» **Exercise data**:
BEGIN

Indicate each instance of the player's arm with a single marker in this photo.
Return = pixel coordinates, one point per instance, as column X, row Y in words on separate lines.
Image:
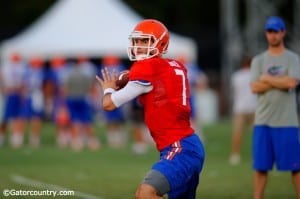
column 113, row 98
column 260, row 87
column 280, row 82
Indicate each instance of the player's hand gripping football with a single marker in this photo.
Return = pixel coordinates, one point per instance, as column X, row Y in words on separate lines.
column 108, row 79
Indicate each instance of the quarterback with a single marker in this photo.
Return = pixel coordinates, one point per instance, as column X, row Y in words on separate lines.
column 161, row 86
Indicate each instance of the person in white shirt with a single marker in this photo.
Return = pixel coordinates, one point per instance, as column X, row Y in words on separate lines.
column 244, row 104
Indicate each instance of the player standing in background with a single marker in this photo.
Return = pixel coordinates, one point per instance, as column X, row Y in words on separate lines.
column 274, row 75
column 33, row 100
column 13, row 85
column 244, row 104
column 163, row 89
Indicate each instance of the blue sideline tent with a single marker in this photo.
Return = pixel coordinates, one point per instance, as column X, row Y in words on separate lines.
column 91, row 27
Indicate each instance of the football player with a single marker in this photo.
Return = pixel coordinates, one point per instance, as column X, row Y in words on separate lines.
column 162, row 88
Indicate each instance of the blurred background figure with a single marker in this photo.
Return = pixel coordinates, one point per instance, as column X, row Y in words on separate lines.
column 244, row 104
column 3, row 125
column 114, row 120
column 195, row 76
column 13, row 81
column 33, row 102
column 77, row 87
column 55, row 99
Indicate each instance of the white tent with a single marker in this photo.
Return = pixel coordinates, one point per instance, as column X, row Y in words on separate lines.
column 89, row 27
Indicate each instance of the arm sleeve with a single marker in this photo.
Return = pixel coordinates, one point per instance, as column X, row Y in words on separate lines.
column 129, row 92
column 255, row 69
column 294, row 72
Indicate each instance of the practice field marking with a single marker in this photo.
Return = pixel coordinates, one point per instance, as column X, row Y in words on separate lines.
column 37, row 184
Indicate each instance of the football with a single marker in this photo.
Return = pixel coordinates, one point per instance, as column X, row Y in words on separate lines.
column 123, row 79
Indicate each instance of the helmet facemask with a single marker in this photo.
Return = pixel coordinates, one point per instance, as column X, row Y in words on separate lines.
column 134, row 50
column 150, row 38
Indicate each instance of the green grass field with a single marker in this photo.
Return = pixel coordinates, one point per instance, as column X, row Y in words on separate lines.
column 115, row 174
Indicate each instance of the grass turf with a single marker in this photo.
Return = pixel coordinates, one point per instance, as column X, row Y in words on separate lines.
column 115, row 174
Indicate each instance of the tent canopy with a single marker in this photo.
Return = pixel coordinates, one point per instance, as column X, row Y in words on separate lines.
column 93, row 28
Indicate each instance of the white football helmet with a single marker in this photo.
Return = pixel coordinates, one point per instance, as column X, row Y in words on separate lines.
column 158, row 39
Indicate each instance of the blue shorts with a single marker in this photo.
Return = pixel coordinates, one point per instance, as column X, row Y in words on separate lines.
column 276, row 145
column 181, row 163
column 28, row 111
column 12, row 107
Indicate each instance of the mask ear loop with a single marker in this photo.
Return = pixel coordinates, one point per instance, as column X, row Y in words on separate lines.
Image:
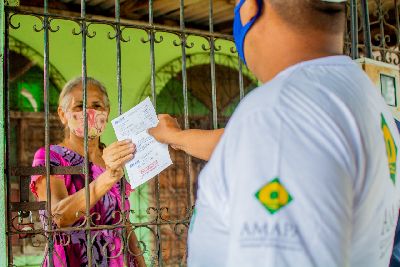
column 256, row 16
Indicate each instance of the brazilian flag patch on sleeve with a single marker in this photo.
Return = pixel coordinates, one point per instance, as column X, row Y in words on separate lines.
column 273, row 196
column 391, row 149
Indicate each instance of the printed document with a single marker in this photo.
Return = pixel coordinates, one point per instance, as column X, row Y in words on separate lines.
column 151, row 157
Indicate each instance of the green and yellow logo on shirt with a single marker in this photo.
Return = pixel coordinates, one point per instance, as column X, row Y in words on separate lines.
column 273, row 196
column 391, row 149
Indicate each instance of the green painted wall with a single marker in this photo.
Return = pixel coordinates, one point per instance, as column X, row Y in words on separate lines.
column 3, row 196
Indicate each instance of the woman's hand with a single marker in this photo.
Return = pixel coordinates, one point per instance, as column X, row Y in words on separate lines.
column 116, row 155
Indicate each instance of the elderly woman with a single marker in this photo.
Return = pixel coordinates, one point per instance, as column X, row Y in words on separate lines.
column 68, row 201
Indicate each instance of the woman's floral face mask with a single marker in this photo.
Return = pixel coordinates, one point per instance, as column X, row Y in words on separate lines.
column 96, row 122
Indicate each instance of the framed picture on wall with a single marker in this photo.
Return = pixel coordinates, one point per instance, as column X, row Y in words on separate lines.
column 388, row 89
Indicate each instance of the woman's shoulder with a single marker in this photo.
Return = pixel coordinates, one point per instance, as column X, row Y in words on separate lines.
column 55, row 153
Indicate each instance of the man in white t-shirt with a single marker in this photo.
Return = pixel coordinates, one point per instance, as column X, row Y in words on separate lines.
column 306, row 172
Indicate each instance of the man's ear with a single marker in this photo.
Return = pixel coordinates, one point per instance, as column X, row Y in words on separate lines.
column 62, row 116
column 248, row 11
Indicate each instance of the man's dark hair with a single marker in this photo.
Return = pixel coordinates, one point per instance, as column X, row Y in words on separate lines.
column 316, row 14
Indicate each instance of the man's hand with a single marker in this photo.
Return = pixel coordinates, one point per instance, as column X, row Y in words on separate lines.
column 166, row 131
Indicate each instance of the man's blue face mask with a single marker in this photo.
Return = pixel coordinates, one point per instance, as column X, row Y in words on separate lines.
column 240, row 30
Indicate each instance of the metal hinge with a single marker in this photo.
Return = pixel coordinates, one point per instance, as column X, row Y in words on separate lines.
column 11, row 2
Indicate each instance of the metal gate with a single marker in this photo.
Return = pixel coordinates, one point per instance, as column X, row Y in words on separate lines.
column 372, row 30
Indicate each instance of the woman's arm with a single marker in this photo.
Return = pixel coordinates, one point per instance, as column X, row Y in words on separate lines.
column 66, row 207
column 134, row 247
column 197, row 143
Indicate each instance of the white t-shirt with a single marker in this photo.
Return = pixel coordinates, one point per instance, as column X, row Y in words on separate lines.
column 306, row 174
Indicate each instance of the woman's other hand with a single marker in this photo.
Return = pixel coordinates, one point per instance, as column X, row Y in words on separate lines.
column 116, row 155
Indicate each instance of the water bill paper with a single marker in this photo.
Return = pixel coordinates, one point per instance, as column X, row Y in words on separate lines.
column 151, row 157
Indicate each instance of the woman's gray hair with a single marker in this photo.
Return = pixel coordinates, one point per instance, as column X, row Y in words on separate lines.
column 65, row 96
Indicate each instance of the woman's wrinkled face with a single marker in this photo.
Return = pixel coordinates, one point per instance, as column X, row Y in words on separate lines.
column 96, row 109
column 95, row 99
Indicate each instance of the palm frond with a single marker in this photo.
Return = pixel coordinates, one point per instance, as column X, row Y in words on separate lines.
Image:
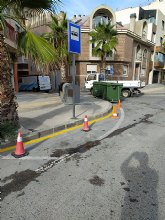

END

» **Exercise brief**: Where a line in the records above includes the string "tent", show it.

» **Answer to this task**:
Indicate each instance of the blue sideline tent with a single marker in this photo.
Indicate each instance of the white tent with a single marker in this photo.
Indicate each instance of the tent canopy with a single marker in this photo.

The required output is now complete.